Render all of the data below as a two-column CSV with the header instruction,points. Each row should hold one instruction and its coordinates, each in its own quoted field with line breaks turned into spaces, and the pictures should be left out.

(Items from a data source)
◇ ◇ ◇

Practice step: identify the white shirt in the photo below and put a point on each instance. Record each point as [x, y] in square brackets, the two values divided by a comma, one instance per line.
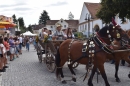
[4, 49]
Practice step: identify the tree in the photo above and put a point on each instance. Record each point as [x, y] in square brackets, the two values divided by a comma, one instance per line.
[71, 16]
[21, 24]
[110, 8]
[44, 17]
[14, 19]
[29, 28]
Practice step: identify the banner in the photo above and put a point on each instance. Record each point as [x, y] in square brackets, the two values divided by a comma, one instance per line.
[6, 19]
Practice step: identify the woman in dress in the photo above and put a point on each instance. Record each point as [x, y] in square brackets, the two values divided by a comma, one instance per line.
[69, 34]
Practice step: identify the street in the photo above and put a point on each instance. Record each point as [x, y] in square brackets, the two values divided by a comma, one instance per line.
[27, 71]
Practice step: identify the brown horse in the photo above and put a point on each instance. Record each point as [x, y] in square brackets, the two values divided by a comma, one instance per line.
[117, 56]
[71, 50]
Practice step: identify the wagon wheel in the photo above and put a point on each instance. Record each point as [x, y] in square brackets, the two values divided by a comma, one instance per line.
[50, 62]
[75, 65]
[39, 53]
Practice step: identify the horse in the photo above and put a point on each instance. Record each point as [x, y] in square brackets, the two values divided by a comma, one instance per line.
[117, 56]
[77, 51]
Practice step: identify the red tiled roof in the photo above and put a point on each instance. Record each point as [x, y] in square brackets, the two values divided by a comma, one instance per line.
[72, 23]
[93, 8]
[37, 27]
[51, 22]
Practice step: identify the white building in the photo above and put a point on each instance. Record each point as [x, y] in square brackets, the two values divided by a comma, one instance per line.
[51, 24]
[90, 10]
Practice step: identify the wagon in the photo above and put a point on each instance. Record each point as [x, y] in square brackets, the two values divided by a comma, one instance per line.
[47, 51]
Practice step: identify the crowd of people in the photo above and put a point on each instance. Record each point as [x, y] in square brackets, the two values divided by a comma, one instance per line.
[59, 34]
[11, 48]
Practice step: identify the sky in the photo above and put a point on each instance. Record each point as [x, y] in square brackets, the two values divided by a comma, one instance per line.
[31, 10]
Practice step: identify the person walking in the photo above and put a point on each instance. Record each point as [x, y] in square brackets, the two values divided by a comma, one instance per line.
[12, 48]
[69, 34]
[27, 44]
[20, 44]
[2, 56]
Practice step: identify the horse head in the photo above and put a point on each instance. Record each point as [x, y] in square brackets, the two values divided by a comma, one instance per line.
[113, 31]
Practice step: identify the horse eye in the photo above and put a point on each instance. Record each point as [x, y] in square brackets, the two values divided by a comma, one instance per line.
[112, 30]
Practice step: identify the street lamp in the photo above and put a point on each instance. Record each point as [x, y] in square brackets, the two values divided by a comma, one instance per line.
[88, 18]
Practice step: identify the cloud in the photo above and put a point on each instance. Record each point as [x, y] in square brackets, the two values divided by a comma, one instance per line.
[12, 5]
[16, 9]
[57, 4]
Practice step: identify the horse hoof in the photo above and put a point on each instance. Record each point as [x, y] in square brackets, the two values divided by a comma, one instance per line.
[129, 75]
[64, 82]
[118, 80]
[74, 79]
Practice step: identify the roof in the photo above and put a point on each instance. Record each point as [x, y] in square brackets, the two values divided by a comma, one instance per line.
[73, 23]
[93, 8]
[70, 22]
[51, 22]
[37, 27]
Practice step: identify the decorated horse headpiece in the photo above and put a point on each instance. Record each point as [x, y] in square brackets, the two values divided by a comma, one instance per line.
[114, 26]
[114, 23]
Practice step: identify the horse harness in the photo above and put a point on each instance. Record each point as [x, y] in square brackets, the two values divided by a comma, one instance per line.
[89, 47]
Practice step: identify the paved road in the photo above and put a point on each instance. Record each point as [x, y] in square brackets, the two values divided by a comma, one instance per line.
[27, 71]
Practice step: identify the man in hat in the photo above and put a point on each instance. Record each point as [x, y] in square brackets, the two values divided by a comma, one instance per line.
[59, 34]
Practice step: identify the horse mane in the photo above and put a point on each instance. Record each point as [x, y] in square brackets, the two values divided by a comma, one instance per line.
[103, 31]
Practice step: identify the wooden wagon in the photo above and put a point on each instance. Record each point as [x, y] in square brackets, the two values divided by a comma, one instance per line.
[47, 51]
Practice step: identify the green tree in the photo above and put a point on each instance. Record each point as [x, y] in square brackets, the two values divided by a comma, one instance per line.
[21, 24]
[29, 28]
[44, 17]
[14, 19]
[110, 8]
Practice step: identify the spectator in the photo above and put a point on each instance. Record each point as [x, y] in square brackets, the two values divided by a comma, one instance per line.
[7, 46]
[69, 34]
[20, 44]
[12, 47]
[27, 43]
[17, 50]
[2, 56]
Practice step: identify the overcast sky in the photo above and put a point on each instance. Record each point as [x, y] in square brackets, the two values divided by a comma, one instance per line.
[30, 10]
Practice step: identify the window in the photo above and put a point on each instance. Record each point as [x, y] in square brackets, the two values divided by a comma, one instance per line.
[64, 26]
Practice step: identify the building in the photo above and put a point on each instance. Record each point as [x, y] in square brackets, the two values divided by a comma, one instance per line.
[51, 24]
[89, 22]
[37, 28]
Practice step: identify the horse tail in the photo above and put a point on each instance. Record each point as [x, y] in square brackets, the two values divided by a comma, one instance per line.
[57, 62]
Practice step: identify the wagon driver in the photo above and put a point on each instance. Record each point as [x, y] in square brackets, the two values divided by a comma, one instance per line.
[59, 34]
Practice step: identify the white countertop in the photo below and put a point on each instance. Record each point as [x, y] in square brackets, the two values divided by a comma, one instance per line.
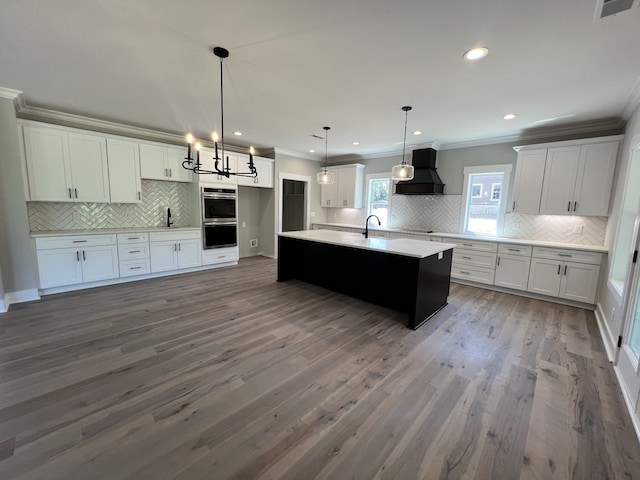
[103, 231]
[461, 236]
[407, 247]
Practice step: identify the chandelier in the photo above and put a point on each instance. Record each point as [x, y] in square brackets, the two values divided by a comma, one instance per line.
[221, 163]
[403, 171]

◇ ◇ ◇

§ **Task output**:
instruction,points
"Practice step: identify the white shirt in the photo below and put a point on each instance. Record each point as [x, y] in square brackets, the two values divided by a comma, one instance per line.","[4, 49]"
"Practice step: identify the tree in the photo above and put a point on each instance. Record each point as [x, y] in square brackets, the two values divided by a comma, one instance per line.","[71, 16] [21, 24] [110, 8] [44, 17] [14, 19] [29, 28]"
"Practice step: identify the banner in the photo above and put a point on each instance. Record each point as [x, y] in square brackets, the two values divided by a comma, one instance per line.","[6, 19]"
"Practice step: identify the woman in dress in the photo above and put a point on each instance. Record each point as [x, y] in square brackets, the two values divided by a comma, one instance per line.","[69, 34]"
"Practice step: identify the street in the photo above and put a point on each instance. Record each point as [x, y] in square brackets, the two values divided by a comma, one instance per line.","[27, 71]"
"Practice step: identify the brown horse in the photo above and put a point on each instance. Record each point as [x, y] in square brackets, the two values divided by a comma, one instance per line.","[117, 56] [71, 50]"
"Practice step: identify the wagon wheel in the photo above and put a point on each instance. Record each point as [x, y] in square brackets, the two values divided by a comma, one instance per line.","[50, 62] [75, 65] [39, 53]"
"Practice step: identify the horse in the photo above and put a point on each instance. Record each point as [x, y] in square brackets, the two values divided by a comma, one instance per line.","[117, 56] [77, 51]"
"Practice step: identify the red tiled roof in the photo above and put a point on each instance. Record each point as [x, y] in square brackets, the two values divided by a comma, one instance per line.","[72, 23] [93, 8] [37, 27] [51, 22]"
"Practice step: identify the white building in the photo above and put a point on each instance. Record each point as [x, y] in square brackets, the two values divided by a comma, one instance per line.","[51, 24] [90, 10]"
"Practice step: identify the wagon in the photo above and put a point on each instance. Record each point as [x, y] in square brackets, the two values divided by a comma, one instance per line.","[47, 51]"
"Practice step: identify the crowd of people in the photo above and put a point on each instance. Record each point as [x, y] in square brackets, the two values divided by a comma, one instance per line.","[59, 34] [11, 48]"
"Practice step: identify the sky in the photo above and put a point on each instance. Record each point as [x, y] in square brackets, the two values divided by a comma, one instance per line.","[31, 10]"
"Practice step: identify the person walking in the photo above and put a point on each instance. Record each point as [x, y] in square brackets, the two values divided by a comma, one instance per line.","[12, 48] [69, 34] [27, 44] [20, 44] [2, 56]"
"Practice step: identify the horse head in the photo above and put a point on each instance. Record each point as [x, y] in square brackets, the two values divided by a comma, one instance per line.","[113, 31]"
"Practice step: identify the horse eye in the photo above and put a point on each instance. Record each point as [x, y] in square brackets, the two values divided by a comma, one instance per line.","[112, 30]"
"Practice step: identify the street lamp in the photo above and put a point on each instance. Record each point as [x, y] in square brackets, the two values divided by a comma, one instance per line.","[88, 18]"
"Practice step: identify the cloud in the photo above and put a point on each instance. Record each point as [x, y] in square brackets, the two values divided by a comma, one instance per line.","[12, 5] [16, 9] [57, 4]"
"Practice step: identify the horse hoof in the photo above and put a point on each instance. Record each point as [x, y] in square brackets, the two values divided by a comma, one instance per line.","[129, 75] [64, 82] [118, 80] [74, 79]"
"Practice step: identify the roof in the photo above and put a point on each instance. Record each point as [x, y] in square brackets, the two values divided by a comma, one instance per line.","[73, 23] [93, 8] [70, 22] [51, 22] [37, 27]"
"Practice step: identify the decorated horse headpiece in the photo above and put a point on each instance. Record each point as [x, y] in square brackets, the two values divided by a comma, one instance per line.","[114, 26] [114, 23]"
"Practice step: identify the horse harness in the photo above and put a point on each instance. Record each point as [x, y] in square brackets, the two values divided by a comma, one instance per line.","[89, 47]"
"Practice step: identify the paved road in the photo above and put a point on each instance. Record each point as [x, y] in square brackets, the two values divided by a comma, one instance per line.","[27, 71]"
"Practice step: identify the man in hat in the photo above and put a point on each instance. Record each point as [x, y] in square brackets, the two values divided by a comma, one instance per line.","[59, 34]"
"Practice step: identify the horse mane in the photo above and put a point on each instance. Record each point as [x, y] in square brackets, the two values divided by a comma, one instance per line.","[103, 31]"
"Practice step: identify the wooden wagon in the photo above and put a point on each instance. Record each point as [x, y] in square brackets, the two values divided by a comma, one instance per line.","[47, 51]"
"Practice step: identify the green tree in the photo above and put a point on each instance. Record each point as [x, y] in square brackets, the two values divided by a comma, one instance per line.","[21, 24] [29, 28] [44, 17] [14, 19] [110, 8]"
"Practice step: identify the spectator in the photo above and put a point on each instance. Record each point as [x, y] in square brackets, the two values divided by a comma, one instance per line.","[7, 46] [69, 34] [20, 44] [12, 47] [27, 43] [17, 50] [2, 56]"
"Practice step: identify the overcast sky in the photo above and put a point on each instance. Record each point as [x, y] in square brackets, the two values divided by a comma, one instance per line.","[30, 10]"
"Practice step: identify the window in the photo above and put a point on each instance. Record each point as [x, y] in square brackets, the two values divided by a comma, one instance per line.","[64, 26]"
"Practice step: identify the building in the photo above and put a point on each instance. Record each point as [x, y] in square brackets, the two values divided by a comma, one instance per line.","[51, 24] [89, 22] [37, 28]"
"Practice step: identify the horse tail in the photo above and put a point on each instance. Record each point as [x, y] in square brackets, the two values divided by a comma, one instance per line.","[57, 62]"
"Practice step: identify the wagon driver in the photo above and put a point on each instance. Record each point as [x, y] in square brackets, the two values divided by a comma, one instance per line.","[59, 34]"
"Practice step: identify the white countertop in the photo below and put a point on each instance. Record each point as [x, y] in square brackets, the two values divided by a comma, one instance per line.","[103, 231] [461, 236] [407, 247]"
"Practice step: identify the chandelier in the photo above and put a point on each instance. Record each point as [x, y] in square brackets, the two values divided by a comma, one instance per line.","[221, 163] [403, 171]"